**Problem**
Copy each line of the records below word for word, without changing anything.

**Supplied records**

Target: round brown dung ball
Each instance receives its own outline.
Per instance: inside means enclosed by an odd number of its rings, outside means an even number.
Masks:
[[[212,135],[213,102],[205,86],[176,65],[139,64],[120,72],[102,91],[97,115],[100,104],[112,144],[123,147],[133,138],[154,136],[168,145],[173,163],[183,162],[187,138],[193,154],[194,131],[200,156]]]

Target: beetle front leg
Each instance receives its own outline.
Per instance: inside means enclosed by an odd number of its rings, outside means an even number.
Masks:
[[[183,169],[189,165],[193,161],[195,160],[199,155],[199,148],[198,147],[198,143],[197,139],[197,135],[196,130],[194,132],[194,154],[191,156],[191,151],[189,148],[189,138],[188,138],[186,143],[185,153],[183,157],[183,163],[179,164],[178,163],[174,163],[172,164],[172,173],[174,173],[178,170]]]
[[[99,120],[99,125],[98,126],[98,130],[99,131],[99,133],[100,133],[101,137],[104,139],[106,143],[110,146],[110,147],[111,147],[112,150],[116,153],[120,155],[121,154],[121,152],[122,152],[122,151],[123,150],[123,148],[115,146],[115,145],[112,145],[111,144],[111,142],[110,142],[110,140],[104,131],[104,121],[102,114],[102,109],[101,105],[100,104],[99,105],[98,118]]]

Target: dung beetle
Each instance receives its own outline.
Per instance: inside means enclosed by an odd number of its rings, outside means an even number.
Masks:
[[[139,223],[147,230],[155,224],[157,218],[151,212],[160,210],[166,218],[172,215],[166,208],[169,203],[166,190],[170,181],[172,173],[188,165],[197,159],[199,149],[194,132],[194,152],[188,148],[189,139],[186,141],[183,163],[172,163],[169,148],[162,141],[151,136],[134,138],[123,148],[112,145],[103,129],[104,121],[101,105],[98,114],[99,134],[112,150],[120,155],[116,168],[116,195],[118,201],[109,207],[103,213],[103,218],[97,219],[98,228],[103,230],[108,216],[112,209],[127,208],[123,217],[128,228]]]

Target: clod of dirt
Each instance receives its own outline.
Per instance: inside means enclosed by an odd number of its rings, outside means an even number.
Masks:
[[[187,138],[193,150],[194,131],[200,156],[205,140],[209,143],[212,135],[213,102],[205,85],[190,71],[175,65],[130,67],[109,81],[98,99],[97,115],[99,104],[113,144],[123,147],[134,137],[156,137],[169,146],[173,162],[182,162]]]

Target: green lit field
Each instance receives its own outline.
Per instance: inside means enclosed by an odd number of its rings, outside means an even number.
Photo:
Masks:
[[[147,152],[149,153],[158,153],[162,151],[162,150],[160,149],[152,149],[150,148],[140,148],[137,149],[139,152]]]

**Solution below**
Target: round brown dung ball
Each instance receives its own outline.
Per instance: inside means enclosed by an odd number of its rings, outside means an even number.
Masks:
[[[212,135],[213,102],[205,86],[176,65],[139,64],[120,72],[102,91],[97,115],[100,104],[112,144],[123,147],[133,138],[154,136],[168,145],[173,163],[183,162],[187,138],[193,154],[194,131],[200,156]]]

Target: beetle front leg
Each instance receives its own outline.
Per instance: inside means enclosed by an odd number of its rings, outside means an even number.
Masks:
[[[183,169],[189,165],[193,161],[195,160],[199,155],[199,148],[198,147],[198,143],[197,139],[197,135],[196,130],[194,132],[194,154],[191,156],[191,151],[189,148],[189,138],[188,138],[186,143],[185,153],[183,157],[183,163],[179,164],[178,163],[174,163],[172,164],[172,173],[174,173],[178,170]]]
[[[99,120],[99,125],[98,126],[98,130],[99,131],[99,133],[100,133],[101,137],[104,139],[106,143],[110,146],[110,147],[111,147],[112,150],[116,153],[120,155],[121,154],[121,152],[122,152],[122,151],[123,150],[123,148],[115,146],[115,145],[112,145],[111,144],[111,142],[110,142],[110,140],[104,131],[104,121],[102,114],[102,109],[101,105],[100,104],[99,105],[98,118]]]

Target: dung beetle
Each instance receives its own outline.
Per instance: inside means enclosed by an odd number of its rings, outside means an even number.
Masks:
[[[139,223],[147,230],[155,224],[157,218],[151,212],[160,210],[166,218],[172,215],[166,208],[169,203],[166,190],[170,181],[172,173],[188,165],[197,159],[199,149],[194,132],[194,152],[188,148],[189,139],[186,141],[183,163],[172,163],[169,148],[162,141],[151,136],[134,138],[123,148],[112,145],[103,129],[104,121],[101,105],[98,114],[99,134],[112,150],[120,155],[116,168],[116,195],[118,201],[109,207],[103,213],[103,218],[97,219],[98,228],[103,230],[108,216],[112,209],[127,208],[123,217],[128,228]]]

Target: clod of dirt
Each instance receives its own outline.
Per instance: inside means enclosed by an odd number of its rings, outside means an even number.
Masks:
[[[187,138],[193,150],[194,131],[200,156],[205,140],[209,143],[212,135],[213,102],[205,85],[190,71],[175,65],[130,67],[109,81],[98,99],[97,115],[99,104],[113,144],[123,147],[134,137],[156,137],[169,146],[173,162],[182,162]]]

Target: green lit field
Each instance receives its own outline.
Per instance: inside means enclosed by an odd number of its rings, outside means an even number.
Photo:
Masks:
[[[147,152],[149,153],[158,153],[162,151],[162,150],[160,149],[152,149],[150,148],[140,148],[137,149],[139,152]]]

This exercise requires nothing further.